*GIVEN TEXT:*
.....
As one of the two major wars that the United States is involved in comes to a close, many troops are returning home to states like Ohio. One of the signature injuries sustained by troops during the wars in the Middle East is the traumatic brain injury, and many soldiers are suffering from the effects.
Some of those injuries are becoming worse as time goes on because they remain undetected, largely due to flaws in the diagnosis and treatment of soldiers who have been subjected to potential brain-injuring circumstances, such as the explosion of a roadside bomb.
According to estimates, more than 115,000 soldiers have suffered a mild traumatic brain injury. Also known as concussions, these injuries can have long-term effects that leave an individual struggling to reason properly or remember things.
Many investigations into the military’s policies on these soldiers have turned up less-than-ideal situations. In January, one U.S. senator questioned the Pentagon and its decision to not provide cognitive rehabilitation therapy to soldiers who have sustained a traumatic brain injury.
.....
*DATA SHOWN:*
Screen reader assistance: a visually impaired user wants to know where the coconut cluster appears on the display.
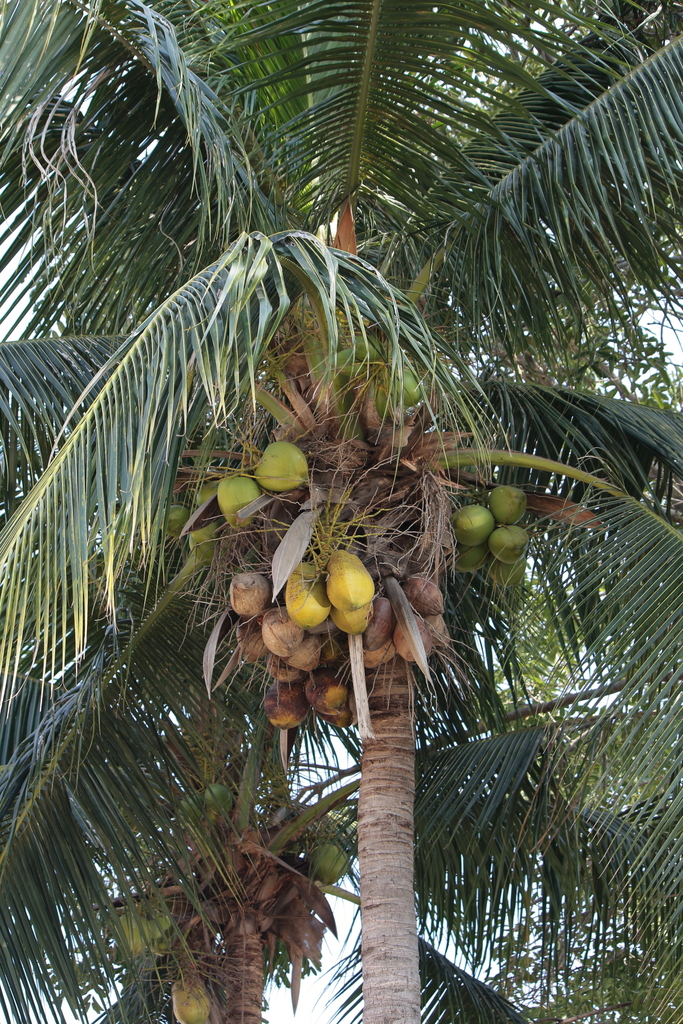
[452,485,528,587]
[230,549,449,729]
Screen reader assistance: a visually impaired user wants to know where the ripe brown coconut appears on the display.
[362,597,396,651]
[229,572,272,618]
[402,577,443,615]
[261,608,303,657]
[306,669,348,715]
[263,682,310,729]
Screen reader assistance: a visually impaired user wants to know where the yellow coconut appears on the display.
[330,601,373,635]
[327,551,375,611]
[254,441,308,493]
[172,981,211,1024]
[285,562,330,630]
[216,476,261,526]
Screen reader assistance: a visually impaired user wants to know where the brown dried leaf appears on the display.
[348,634,376,742]
[271,511,315,600]
[384,577,431,681]
[526,494,602,526]
[203,608,232,696]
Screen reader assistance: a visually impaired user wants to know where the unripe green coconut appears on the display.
.....
*CHECK YOUR UNDERSTANDING:*
A - From the passage on traumatic brain injuries in returning troops, repeat the stretch from "As one of the" through "from the effects.".
B - Which geographic places (a country, a state, or a region) does the passage on traumatic brain injuries mention by name?
C - Write the next part of the passage on traumatic brain injuries in returning troops, starting right after its final sentence.

*YOUR WRITTEN ANSWERS:*
A -
As one of the two major wars that the United States is involved in comes to a close, many troops are returning home to states like Ohio. One of the signature injuries sustained by troops during the wars in the Middle East is the traumatic brain injury, and many soldiers are suffering from the effects.

B - United States, Ohio, Middle East

C -
A month later, investigators with the U.S. Government Accountability Office found that the Defense Centers of Excellence — a group involved in the Pentagon’s brain injury program development — could not determine exactly how much funding it was receiving. Some believe that news headlines spotlighting these flaws will ensure the improvement of health care for our soldiers.
In March, a news outlet published a story indicating some soldiers had been denied Purple Hearts after receiving a traumatic brain injury. The military soon changed its guidelines for the medal, making it easier for affected soldiers to receive the prestigious recognition.
One thing is for certain: As these soldiers return home to try and find work, they deserve the best care they can get. And if they can’t work because of their injuries, then they deserve compensation for the service they did for their country.